OBJECTIVE. Copy every line of the listing below without any change, but leave out the pictures.

☆ ☆ ☆ ☆ ☆ ☆ ☆

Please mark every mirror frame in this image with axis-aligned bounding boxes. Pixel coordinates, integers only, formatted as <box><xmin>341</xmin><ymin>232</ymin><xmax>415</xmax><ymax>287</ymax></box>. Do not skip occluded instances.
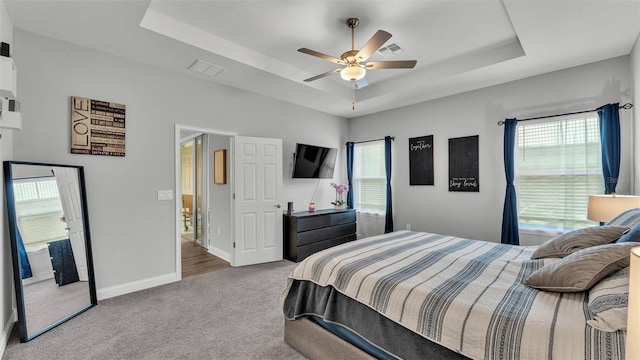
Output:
<box><xmin>3</xmin><ymin>161</ymin><xmax>98</xmax><ymax>342</ymax></box>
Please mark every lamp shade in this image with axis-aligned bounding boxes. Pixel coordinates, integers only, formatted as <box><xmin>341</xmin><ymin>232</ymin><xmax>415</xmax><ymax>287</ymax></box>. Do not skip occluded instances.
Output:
<box><xmin>587</xmin><ymin>194</ymin><xmax>640</xmax><ymax>222</ymax></box>
<box><xmin>340</xmin><ymin>64</ymin><xmax>367</xmax><ymax>81</ymax></box>
<box><xmin>625</xmin><ymin>246</ymin><xmax>640</xmax><ymax>360</ymax></box>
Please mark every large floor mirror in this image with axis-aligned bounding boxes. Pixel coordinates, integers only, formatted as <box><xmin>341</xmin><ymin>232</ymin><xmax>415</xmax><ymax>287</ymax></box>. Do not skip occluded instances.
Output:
<box><xmin>4</xmin><ymin>161</ymin><xmax>98</xmax><ymax>342</ymax></box>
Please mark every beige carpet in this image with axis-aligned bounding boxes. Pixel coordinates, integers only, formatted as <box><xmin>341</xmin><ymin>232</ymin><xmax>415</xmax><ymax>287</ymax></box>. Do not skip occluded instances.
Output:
<box><xmin>2</xmin><ymin>261</ymin><xmax>304</xmax><ymax>360</ymax></box>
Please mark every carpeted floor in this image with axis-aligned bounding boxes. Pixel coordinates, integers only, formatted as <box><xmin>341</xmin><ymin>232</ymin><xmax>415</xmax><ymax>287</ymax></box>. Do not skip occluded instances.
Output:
<box><xmin>2</xmin><ymin>261</ymin><xmax>304</xmax><ymax>360</ymax></box>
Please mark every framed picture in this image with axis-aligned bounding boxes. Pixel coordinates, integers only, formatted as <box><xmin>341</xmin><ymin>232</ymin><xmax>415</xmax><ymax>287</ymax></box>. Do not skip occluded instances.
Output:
<box><xmin>213</xmin><ymin>149</ymin><xmax>227</xmax><ymax>184</ymax></box>
<box><xmin>409</xmin><ymin>135</ymin><xmax>433</xmax><ymax>185</ymax></box>
<box><xmin>449</xmin><ymin>135</ymin><xmax>480</xmax><ymax>192</ymax></box>
<box><xmin>71</xmin><ymin>96</ymin><xmax>126</xmax><ymax>156</ymax></box>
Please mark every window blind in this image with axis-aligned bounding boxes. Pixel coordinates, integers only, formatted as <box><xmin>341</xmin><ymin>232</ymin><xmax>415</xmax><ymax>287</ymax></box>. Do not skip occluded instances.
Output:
<box><xmin>353</xmin><ymin>141</ymin><xmax>387</xmax><ymax>212</ymax></box>
<box><xmin>516</xmin><ymin>112</ymin><xmax>604</xmax><ymax>229</ymax></box>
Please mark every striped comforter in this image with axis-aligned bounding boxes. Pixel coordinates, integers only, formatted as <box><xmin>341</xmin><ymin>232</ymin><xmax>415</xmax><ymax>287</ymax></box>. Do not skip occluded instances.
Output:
<box><xmin>281</xmin><ymin>231</ymin><xmax>624</xmax><ymax>359</ymax></box>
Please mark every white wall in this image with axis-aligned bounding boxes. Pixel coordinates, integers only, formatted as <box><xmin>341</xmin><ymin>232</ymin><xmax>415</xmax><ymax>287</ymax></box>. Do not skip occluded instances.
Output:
<box><xmin>0</xmin><ymin>0</ymin><xmax>16</xmax><ymax>354</ymax></box>
<box><xmin>10</xmin><ymin>29</ymin><xmax>347</xmax><ymax>298</ymax></box>
<box><xmin>349</xmin><ymin>56</ymin><xmax>633</xmax><ymax>244</ymax></box>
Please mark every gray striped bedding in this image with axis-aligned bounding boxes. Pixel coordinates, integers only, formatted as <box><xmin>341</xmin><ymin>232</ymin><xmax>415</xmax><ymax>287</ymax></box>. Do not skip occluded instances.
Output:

☆ ☆ ☆ ☆ ☆ ☆ ☆

SOLUTION TO THIS EXERCISE.
Please mark every mirror frame in this image with axis-aligned bounding boxes. Pixel coordinates, integers only, formatted as <box><xmin>341</xmin><ymin>232</ymin><xmax>415</xmax><ymax>287</ymax></box>. Do not skip occluded instances.
Output:
<box><xmin>3</xmin><ymin>161</ymin><xmax>98</xmax><ymax>342</ymax></box>
Please mark every lamp shade in this image with axis-aligned bounding boxes. Pixel coordinates, integers only, formatted as <box><xmin>341</xmin><ymin>232</ymin><xmax>415</xmax><ymax>287</ymax></box>. Do not skip occluded instances.
Output:
<box><xmin>587</xmin><ymin>194</ymin><xmax>640</xmax><ymax>222</ymax></box>
<box><xmin>340</xmin><ymin>64</ymin><xmax>367</xmax><ymax>81</ymax></box>
<box><xmin>625</xmin><ymin>246</ymin><xmax>640</xmax><ymax>360</ymax></box>
Please mark every large floor mirror in this image with axis-aligned bounding boxes. Pixel coordinates, integers only, formatted as <box><xmin>341</xmin><ymin>232</ymin><xmax>415</xmax><ymax>287</ymax></box>. Do not skip occluded instances.
Output:
<box><xmin>4</xmin><ymin>161</ymin><xmax>98</xmax><ymax>342</ymax></box>
Please mark every beige carpet in this image with axis-aligned bounding boxes. Pixel coordinates, integers only, formatted as <box><xmin>341</xmin><ymin>232</ymin><xmax>415</xmax><ymax>287</ymax></box>. Do not skip occluded instances.
Output:
<box><xmin>2</xmin><ymin>261</ymin><xmax>304</xmax><ymax>360</ymax></box>
Please mark every carpeted floor in this image with axis-aligned bounding boxes. Pixel coordinates, integers only, formatted as <box><xmin>341</xmin><ymin>232</ymin><xmax>415</xmax><ymax>287</ymax></box>. Do not skip occluded instances.
Output:
<box><xmin>2</xmin><ymin>261</ymin><xmax>304</xmax><ymax>360</ymax></box>
Please mark every framed picture in this image with axis-aligned bounding boxes. Pixel coordinates, integers only, formatted as <box><xmin>341</xmin><ymin>232</ymin><xmax>415</xmax><ymax>287</ymax></box>. Do not skip occluded instances.
Output:
<box><xmin>213</xmin><ymin>149</ymin><xmax>227</xmax><ymax>184</ymax></box>
<box><xmin>409</xmin><ymin>135</ymin><xmax>433</xmax><ymax>185</ymax></box>
<box><xmin>449</xmin><ymin>135</ymin><xmax>480</xmax><ymax>192</ymax></box>
<box><xmin>71</xmin><ymin>96</ymin><xmax>126</xmax><ymax>156</ymax></box>
Please mark every window blind in this image with axis-aligned bounding boxes. Pixel coordinates, integers only, formatted as <box><xmin>341</xmin><ymin>232</ymin><xmax>415</xmax><ymax>287</ymax></box>. Do not skip occluded instances.
Output:
<box><xmin>353</xmin><ymin>141</ymin><xmax>387</xmax><ymax>212</ymax></box>
<box><xmin>516</xmin><ymin>112</ymin><xmax>604</xmax><ymax>229</ymax></box>
Please mark every striped comforter in this image with axis-aligned bounding boxes. Pixel coordinates, integers only, formatted as <box><xmin>341</xmin><ymin>232</ymin><xmax>415</xmax><ymax>287</ymax></box>. Do not skip occluded instances.
Output:
<box><xmin>281</xmin><ymin>231</ymin><xmax>624</xmax><ymax>359</ymax></box>
Please mark every white wall in this image with axis-aligned bounding boxes. Pixel coordinates, integers only, formatted as <box><xmin>341</xmin><ymin>232</ymin><xmax>415</xmax><ymax>287</ymax></box>. Do not skip occluded instances.
Output:
<box><xmin>0</xmin><ymin>0</ymin><xmax>16</xmax><ymax>354</ymax></box>
<box><xmin>10</xmin><ymin>29</ymin><xmax>347</xmax><ymax>298</ymax></box>
<box><xmin>349</xmin><ymin>56</ymin><xmax>633</xmax><ymax>244</ymax></box>
Please mark every gray striped bedding in this image with axis-aligned bounding boxes. Pixel coordinates, integers only, formatted as <box><xmin>341</xmin><ymin>232</ymin><xmax>415</xmax><ymax>287</ymax></box>. Do not skip occluded instances.
Output:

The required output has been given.